• FONTE:
⁂

A bastonária dos enfermeiros
Grave é abusar do estatuto da sua organização para fazer guerrilha corporativa, contornando todas as mais elementares regras democráticas de manifestação, repito, próprias de uma força sindical, e nunca de uma entidade reguladora.
Não se consegue compreender que uma Ordem profissional possa ter um comportamento mais próximo de um sindicato do que de um organismo regulador de uma profissão.
Saberá a senhora enfermeira o que é ser bastonária? Dou uma ajuda. A origem da designação define o titular do bastão da autoridade de um organismo colegial, é quem os representa. Ora, ter a honra e a responsabilidade de ser bastonária não é, certamente, para andar à bastonada a tudo e a todos!
Mas à falta desta compreensão, vejamos os próprios estatutos da Ordem dos Enfermeiros: “Tem como atribuições a definição de regras relativas à atividade profissional e respetivo controlo da sua observância. Na prática, podemos dizer que a preocupação da OE é para com a regulamentação e disciplina da profissão de Enfermagem, enquanto outras organizações, como os sindicatos, se preocupam com os assuntos laborais, decorrentes do contrato de trabalho.”
Creio que é clara a afirmação da diferença entre a Ordem e “outras organizações, como os sindicatos” que “se preocupam com os assuntos laborais”. E se é assim tão claro, qual a parte da afirmação é que a bastonária não percebe? Ou entende que é uma líder sindical e que o bastão lhe caiu nas mãos por engano?

⁂

• EXERCÍCIO PROPOSTO 1:
Extraia, sem qualquer alteração, todas as linhas dos registos do conjunto de dados.
O texto e os registos provêm de origens distintas.

Registos do conjunto de dados

⁂

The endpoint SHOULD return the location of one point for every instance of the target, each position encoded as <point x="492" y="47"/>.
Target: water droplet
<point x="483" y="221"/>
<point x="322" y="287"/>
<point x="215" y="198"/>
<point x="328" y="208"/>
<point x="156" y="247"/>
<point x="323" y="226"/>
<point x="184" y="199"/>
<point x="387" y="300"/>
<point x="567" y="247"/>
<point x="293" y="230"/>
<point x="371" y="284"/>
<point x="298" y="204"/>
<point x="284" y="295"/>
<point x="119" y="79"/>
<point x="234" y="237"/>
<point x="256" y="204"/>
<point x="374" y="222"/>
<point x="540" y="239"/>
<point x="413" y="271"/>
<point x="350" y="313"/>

⁂

• EXERCÍCIO PROPOSTO 2:
Escreva a continuação do texto de opinião sobre a bastonária dos enfermeiros, a partir da última frase apresentada.

• RESPOSTA 1:
The endpoint SHOULD return the location of one point for every instance of the target, each position encoded as <point x="492" y="47"/>.
Target: water droplet
<point x="483" y="221"/>
<point x="322" y="287"/>
<point x="215" y="198"/>
<point x="328" y="208"/>
<point x="156" y="247"/>
<point x="323" y="226"/>
<point x="184" y="199"/>
<point x="387" y="300"/>
<point x="567" y="247"/>
<point x="293" y="230"/>
<point x="371" y="284"/>
<point x="298" y="204"/>
<point x="284" y="295"/>
<point x="119" y="79"/>
<point x="234" y="237"/>
<point x="256" y="204"/>
<point x="374" y="222"/>
<point x="540" y="239"/>
<point x="413" y="271"/>
<point x="350" y="313"/>

• RESPOSTA 2:
Mais grave ainda é abusar do estatuto da sua organização para fazer guerrilha corporativa, contornando todas as mais elementares regras democráticas de manifestação, repito, próprias de uma força sindical, e nunca de uma entidade reguladora.
Esta forma inovadora de financiamento dos grevistas é algo inimaginável, próprio de piores práticas sindicalistas. Parte-se do princípio que os profissionais que aderem a uma greve manifestam a sua contestação pelo recurso ao seu esforço pessoal, à sua mobilização para um manifesto coletivo. Arranjar financiamentos em crowdfunding para compensar os grevistas, é praticamente prover uma retribuição não pela atividade profissional, mas por um sindicalismo praticamente profissionalizado.
Ora, mais grave ainda é que esta inovação parta precisamente da organização que regula a profissão de enfermeiro. Não é para isto que serve uma Ordem.
Não admira, nem tão pouco considero reprovável que o Estado possa retirar a sua confiança delegada, num organismo que demonstra mais competência para a manifestação do que para a regulação.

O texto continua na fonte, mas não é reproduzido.